LGBTQ_Historic_Places_LA_Filming__ACT_UP__7_2016_asf_162.jpg
Filming "Act Up," one of the short films comprising "LGBTQ Historic Places in L.A." | Credit: Adrian Scott Fine/L.A. Conservancy 


For several years, the Los Angeles Conservancy has been working on a project to document, recognize, and preserve historic LGBTQ places throughout L.A. County. Through a dedicated microsite, we offer general information and profile dozens of places related to LGBTQ heritage. In February 2017 we launched our latest effort, a short film series produced in collaboration with local media studio FORM follows FUNCTION. Distributed in partnership with Southern California’s KCET and funded in part by a grant from the Richard and Julia Moe Family Fund of the National Trust for Historic Preservation, “LGBTQ Historic Places in L.A.” brings together a diversity of stories, perspectives, and experiences that reveal the layered historic and cultural importance of LGBTQ places throughout the region.

The first three short films, which feature both onsite interviews with community members and archival footage, spotlight The Black Cat in L.A.’s Silver Lake neighborhood, The Woman’s Building in Chinatown, and Great Hall/Long Hall at Plummer Park in West Hollywood. The sites were selected to help tell a broad story about LGBTQ places and civil rights as well as for their enduring value.

Uncovering Hidden Stories

The films enliven these three distinct places through personal narration, amplifying community stories of struggle, empowerment, and inclusion. Connecting their memories to place, the film subjects reflect on the sites as sanctuaries for marginalized LGBTQ communities.

Activist Wes Joe, who was instrumental in designating The Black Cat as an L.A. Historic-Cultural Monument in 2008, tells the emotional story of a watershed demonstration that occurred at the bar in 1967, two years before New York’s Stonewall uprising.

“You can read about things in books or see videos, but … there’s something about touching a building or seeing how it really looked,” Joe says in the film. “It can spur your imagination; it can deepen your understanding about [the site’s] significance.”

The Woman’s Building housed the first independent art school for women, the Feminist Studio Workshop. Created by and for women, the school exemplified the impulse among feminists, including lesbian and bisexual women, to establish autonomous spaces outside of traditional, patriarchal institutions during the 1970s, ’80s, and ’90s.

“We live in a world that is very male dominated, and the art world was certainly not serving us as women artists—we were very invisible,” says artist Cheri Gaulke, who was affiliated with the school from 1975 to 1991. “[With the building], we could carve out this little space that would be our space, and not just our space privately, but our space publicly—to say, ‘here’s what we’re making as women artists.’”

Still__The_Black_Cat_film.jpg
"Still the Black Cat" features activist Wes Joe. | Credit: Adrian Scott Fine/L.A. Conservancy

Great Hall/Long Hall at Plummer Park is listed on the National Register of Historic Places for its New Deal–era roots—it was built by the Works Projects Administration during the 1930s. Yet it is also significant for its later role as the meeting place for the local chapter of the AIDS Coalition to Unleash Power (ACT UP), a prominent advocacy group during the height of the HIV/AIDS epidemic in the 1980s and ’90s. ACT UP/Los Angeles members Kevin Farrell and Helene Schpak share their stories in the third film.

§ STATED GOAL: According to the passage on LGBTQ historic places in L.A., which agency built Great Hall/Long Hall at Plummer Park?

§ DATA SEGMENT:
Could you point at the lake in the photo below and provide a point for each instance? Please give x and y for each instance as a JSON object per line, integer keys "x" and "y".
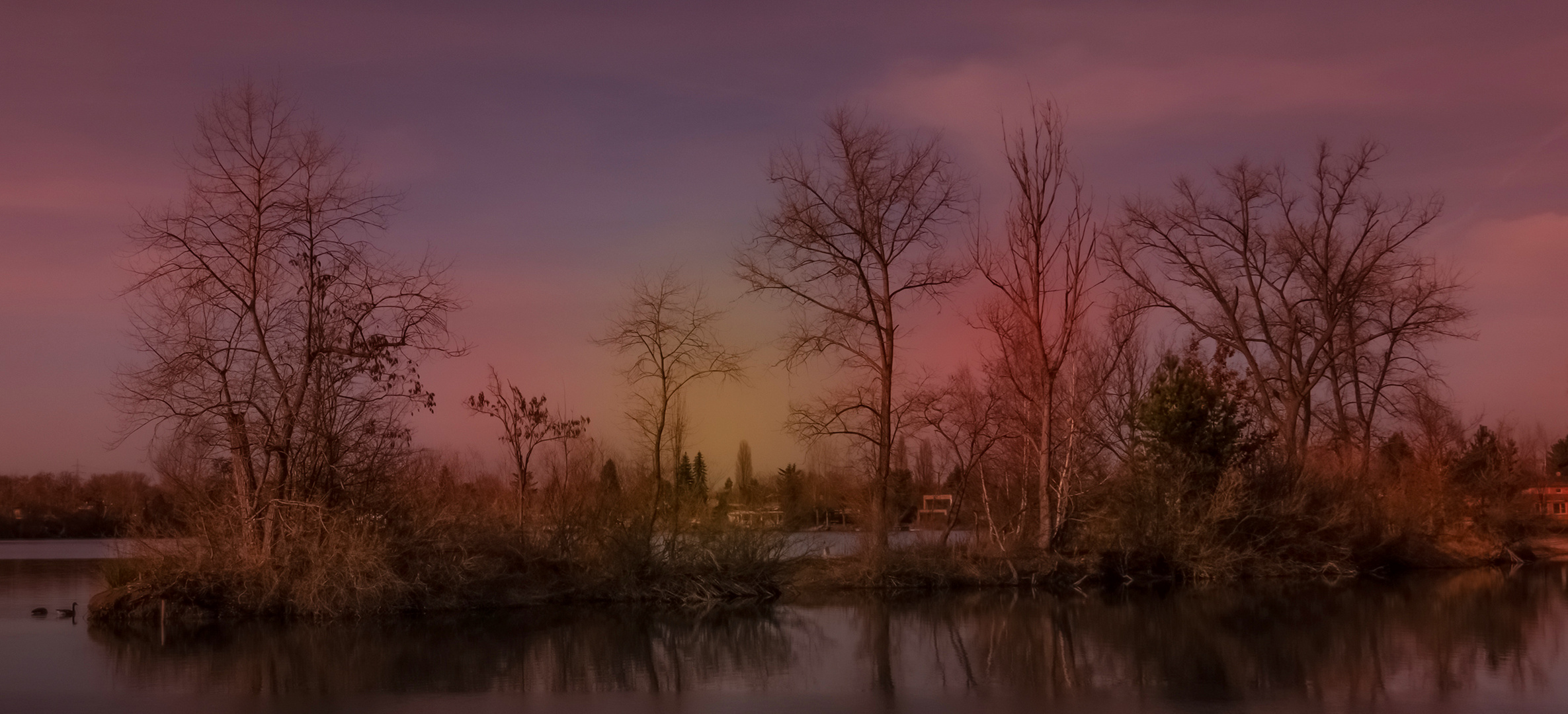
{"x": 1430, "y": 643}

§ OUTPUT OF THE EXERCISE: The Works Projects Administration built it during the 1930s.